- [WRITTEN TASK]
Render everything from the line containing "Kindly provide the mask of every instance of the <item>metal" down to the end of the listing as a Markdown table with the columns Row and Line, leaving out blank lines.

::: RECORDS PROVIDED :::

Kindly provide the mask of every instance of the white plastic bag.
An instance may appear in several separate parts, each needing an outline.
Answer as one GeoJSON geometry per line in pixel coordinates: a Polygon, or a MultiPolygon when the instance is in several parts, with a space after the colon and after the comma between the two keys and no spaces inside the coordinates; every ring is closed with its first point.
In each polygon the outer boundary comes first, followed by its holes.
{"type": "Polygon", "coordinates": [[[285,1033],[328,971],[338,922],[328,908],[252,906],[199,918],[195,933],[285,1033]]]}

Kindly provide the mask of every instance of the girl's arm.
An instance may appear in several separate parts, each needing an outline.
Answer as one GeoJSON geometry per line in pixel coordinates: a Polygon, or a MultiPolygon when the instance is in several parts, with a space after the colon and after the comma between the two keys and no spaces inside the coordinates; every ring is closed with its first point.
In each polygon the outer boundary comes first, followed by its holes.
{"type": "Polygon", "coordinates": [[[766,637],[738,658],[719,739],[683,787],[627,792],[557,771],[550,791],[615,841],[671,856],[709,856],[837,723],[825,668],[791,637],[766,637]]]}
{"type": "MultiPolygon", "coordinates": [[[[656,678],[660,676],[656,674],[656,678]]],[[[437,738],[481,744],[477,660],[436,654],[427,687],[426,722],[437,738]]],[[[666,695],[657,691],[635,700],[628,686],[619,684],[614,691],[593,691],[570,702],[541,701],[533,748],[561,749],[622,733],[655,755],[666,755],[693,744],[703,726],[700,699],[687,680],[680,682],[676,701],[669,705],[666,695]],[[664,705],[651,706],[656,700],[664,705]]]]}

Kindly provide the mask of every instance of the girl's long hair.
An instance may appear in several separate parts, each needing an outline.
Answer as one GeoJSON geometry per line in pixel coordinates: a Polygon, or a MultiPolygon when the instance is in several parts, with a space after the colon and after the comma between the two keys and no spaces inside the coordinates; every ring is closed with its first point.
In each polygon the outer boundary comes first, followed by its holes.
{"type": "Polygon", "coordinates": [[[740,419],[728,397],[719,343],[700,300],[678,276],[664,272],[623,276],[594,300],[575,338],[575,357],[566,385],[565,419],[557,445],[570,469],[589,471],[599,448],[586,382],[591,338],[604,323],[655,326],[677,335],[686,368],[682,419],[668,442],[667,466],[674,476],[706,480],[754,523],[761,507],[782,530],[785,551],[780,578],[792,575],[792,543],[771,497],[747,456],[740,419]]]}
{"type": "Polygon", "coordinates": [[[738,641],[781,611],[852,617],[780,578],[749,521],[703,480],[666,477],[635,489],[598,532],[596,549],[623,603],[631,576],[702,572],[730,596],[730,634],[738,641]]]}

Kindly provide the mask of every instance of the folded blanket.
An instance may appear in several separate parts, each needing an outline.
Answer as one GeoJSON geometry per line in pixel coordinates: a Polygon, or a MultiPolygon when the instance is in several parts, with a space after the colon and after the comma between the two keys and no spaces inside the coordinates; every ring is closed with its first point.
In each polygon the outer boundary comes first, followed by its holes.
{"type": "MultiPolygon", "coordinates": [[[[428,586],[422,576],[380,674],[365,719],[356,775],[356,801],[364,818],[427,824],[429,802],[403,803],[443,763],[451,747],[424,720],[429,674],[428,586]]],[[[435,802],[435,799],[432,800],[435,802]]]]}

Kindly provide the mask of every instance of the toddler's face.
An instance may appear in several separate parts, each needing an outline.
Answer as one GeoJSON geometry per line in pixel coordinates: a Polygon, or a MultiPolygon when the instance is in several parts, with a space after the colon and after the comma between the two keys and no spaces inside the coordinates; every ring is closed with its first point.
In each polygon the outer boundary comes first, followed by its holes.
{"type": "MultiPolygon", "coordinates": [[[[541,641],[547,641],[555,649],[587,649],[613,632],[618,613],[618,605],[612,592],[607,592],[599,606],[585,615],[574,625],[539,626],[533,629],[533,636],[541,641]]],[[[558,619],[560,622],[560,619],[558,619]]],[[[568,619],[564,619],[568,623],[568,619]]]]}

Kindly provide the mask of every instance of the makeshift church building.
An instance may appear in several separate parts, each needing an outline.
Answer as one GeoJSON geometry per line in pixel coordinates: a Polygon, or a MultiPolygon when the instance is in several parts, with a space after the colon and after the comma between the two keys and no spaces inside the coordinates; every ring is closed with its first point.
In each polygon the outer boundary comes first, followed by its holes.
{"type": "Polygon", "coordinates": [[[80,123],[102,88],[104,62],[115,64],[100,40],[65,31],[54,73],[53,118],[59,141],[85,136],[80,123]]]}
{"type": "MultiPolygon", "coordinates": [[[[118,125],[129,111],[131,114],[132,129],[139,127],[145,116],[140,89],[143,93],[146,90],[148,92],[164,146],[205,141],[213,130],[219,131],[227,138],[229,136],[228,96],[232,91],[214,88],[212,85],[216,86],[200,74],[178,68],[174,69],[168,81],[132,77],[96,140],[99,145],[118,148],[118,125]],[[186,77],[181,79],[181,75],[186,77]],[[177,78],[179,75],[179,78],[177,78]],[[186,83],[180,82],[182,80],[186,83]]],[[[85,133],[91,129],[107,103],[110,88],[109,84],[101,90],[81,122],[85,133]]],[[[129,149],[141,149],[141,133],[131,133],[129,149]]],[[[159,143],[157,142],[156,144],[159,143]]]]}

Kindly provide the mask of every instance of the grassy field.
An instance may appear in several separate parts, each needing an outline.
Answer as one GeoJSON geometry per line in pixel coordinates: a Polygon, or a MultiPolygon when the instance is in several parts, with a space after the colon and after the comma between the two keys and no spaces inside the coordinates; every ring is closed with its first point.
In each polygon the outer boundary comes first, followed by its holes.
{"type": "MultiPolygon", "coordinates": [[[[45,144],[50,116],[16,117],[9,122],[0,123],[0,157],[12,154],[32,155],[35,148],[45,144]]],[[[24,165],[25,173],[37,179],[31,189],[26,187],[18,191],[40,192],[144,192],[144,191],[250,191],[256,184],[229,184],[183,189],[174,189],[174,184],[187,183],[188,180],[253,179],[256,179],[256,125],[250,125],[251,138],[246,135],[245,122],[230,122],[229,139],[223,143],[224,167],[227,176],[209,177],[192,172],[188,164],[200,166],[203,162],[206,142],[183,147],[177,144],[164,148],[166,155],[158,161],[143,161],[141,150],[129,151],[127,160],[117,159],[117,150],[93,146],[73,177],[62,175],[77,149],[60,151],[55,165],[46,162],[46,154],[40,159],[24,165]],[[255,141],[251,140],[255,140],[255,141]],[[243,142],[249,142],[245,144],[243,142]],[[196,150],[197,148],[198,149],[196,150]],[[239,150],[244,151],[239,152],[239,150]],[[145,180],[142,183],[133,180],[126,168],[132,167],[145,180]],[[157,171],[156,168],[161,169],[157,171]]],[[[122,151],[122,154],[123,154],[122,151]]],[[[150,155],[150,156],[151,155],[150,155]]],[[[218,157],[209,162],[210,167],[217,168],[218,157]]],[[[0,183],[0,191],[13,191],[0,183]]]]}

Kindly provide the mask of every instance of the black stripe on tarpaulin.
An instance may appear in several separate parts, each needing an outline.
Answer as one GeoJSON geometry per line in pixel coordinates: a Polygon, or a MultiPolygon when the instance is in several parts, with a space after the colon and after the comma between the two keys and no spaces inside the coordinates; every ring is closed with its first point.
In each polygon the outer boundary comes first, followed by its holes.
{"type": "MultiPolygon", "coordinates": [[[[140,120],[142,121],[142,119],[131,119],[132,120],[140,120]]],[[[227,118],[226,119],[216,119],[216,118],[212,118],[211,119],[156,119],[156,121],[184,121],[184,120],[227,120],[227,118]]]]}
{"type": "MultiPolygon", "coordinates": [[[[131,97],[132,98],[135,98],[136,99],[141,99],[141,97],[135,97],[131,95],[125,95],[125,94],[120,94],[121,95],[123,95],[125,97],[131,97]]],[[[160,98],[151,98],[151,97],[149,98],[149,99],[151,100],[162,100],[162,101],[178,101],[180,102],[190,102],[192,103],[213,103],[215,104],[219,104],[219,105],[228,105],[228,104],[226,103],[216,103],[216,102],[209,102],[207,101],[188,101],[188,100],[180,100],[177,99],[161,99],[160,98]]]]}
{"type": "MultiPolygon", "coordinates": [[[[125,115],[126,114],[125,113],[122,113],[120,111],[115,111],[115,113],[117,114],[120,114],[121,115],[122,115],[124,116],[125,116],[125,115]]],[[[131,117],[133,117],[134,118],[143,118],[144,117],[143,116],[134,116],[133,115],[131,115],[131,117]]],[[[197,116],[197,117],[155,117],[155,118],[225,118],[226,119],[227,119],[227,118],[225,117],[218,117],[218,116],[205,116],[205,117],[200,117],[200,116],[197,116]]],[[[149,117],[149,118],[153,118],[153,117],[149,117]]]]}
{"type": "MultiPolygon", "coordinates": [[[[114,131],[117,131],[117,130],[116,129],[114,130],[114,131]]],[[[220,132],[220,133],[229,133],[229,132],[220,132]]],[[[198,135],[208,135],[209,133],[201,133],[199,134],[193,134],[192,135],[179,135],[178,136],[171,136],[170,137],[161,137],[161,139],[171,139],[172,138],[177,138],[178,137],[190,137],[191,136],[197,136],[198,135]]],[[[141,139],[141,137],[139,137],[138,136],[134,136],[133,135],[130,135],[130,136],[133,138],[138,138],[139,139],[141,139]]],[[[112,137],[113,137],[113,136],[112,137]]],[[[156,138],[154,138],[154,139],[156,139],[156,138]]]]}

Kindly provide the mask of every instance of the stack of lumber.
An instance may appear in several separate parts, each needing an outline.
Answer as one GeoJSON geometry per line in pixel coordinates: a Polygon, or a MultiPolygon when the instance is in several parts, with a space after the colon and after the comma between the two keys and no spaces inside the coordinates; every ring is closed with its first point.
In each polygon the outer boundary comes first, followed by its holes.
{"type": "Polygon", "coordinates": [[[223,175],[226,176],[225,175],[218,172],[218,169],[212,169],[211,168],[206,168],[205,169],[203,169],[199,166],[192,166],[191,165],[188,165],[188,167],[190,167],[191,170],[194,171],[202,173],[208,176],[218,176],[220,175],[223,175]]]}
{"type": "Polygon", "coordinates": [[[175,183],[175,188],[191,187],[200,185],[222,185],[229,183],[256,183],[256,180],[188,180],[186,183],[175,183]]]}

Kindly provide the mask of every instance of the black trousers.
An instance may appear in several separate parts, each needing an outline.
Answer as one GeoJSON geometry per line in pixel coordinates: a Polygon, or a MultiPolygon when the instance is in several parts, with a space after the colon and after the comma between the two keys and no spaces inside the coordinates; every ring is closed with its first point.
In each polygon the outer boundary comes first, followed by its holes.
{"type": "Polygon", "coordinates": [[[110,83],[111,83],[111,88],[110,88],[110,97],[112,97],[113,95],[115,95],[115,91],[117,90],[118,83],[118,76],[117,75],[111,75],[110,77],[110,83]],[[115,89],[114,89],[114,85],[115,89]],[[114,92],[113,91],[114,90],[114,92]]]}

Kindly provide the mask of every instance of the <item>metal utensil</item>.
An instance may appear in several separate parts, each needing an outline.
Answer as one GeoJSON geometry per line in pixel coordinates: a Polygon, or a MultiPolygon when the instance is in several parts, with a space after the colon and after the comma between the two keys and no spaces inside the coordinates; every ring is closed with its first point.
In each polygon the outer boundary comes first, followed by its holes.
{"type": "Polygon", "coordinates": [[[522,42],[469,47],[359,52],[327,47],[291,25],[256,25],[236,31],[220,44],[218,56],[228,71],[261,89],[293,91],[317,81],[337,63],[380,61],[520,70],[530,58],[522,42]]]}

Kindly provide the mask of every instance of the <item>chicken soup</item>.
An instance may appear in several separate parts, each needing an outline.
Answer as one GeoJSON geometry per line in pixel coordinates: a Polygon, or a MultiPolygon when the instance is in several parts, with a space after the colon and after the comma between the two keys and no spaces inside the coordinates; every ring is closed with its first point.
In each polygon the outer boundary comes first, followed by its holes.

:::

- [THE COMPLETED TASK]
| Row | Line |
|---|---|
| 1 | Kindly provide the mask of every instance of the <item>metal utensil</item>. |
| 2 | An instance may appear in several separate parts, each needing an outline. |
| 3 | Answer as one GeoJSON geometry per line in pixel coordinates: a Polygon, or a MultiPolygon when the instance is in several parts, with a space after the colon and after the comma between the two keys and no spaces inside the coordinates; every ring is closed with its first point. |
| 4 | In each polygon the outer boundary comes first, followed by its holes. |
| 5 | {"type": "Polygon", "coordinates": [[[522,42],[469,47],[359,52],[327,47],[291,25],[256,25],[236,31],[220,44],[218,56],[228,71],[261,89],[293,91],[317,81],[337,63],[380,61],[520,70],[530,58],[522,42]]]} |
| 6 | Kindly provide the mask of every instance of the <item>chicken soup</item>. |
| 7 | An instance may appear in several separate parts, each needing an outline. |
| 8 | Answer as one GeoJSON geometry per line in pixel coordinates: a Polygon, or a MultiPolygon when the instance is in several parts, with a space after the colon and after the comma between the two keys and no spaces inside the coordinates; every ring is closed with its first point. |
| 9 | In each polygon the outer boundary comes first, followed by its holes. |